▸ What the exercise asks: Copy out every line of the records below, requests included, and rescale the point coordinates in the answers by multiplying each by 0.4 and rounding to whole numbers, halves up.

▸ Records provided:
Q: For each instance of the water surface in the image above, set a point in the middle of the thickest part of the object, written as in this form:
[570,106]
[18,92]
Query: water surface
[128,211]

▸ Answer for this exercise:
Q: For each instance of the water surface in the image above, set a point in the middle of the thickest part of the object, written as in this form:
[570,106]
[18,92]
Query: water surface
[51,84]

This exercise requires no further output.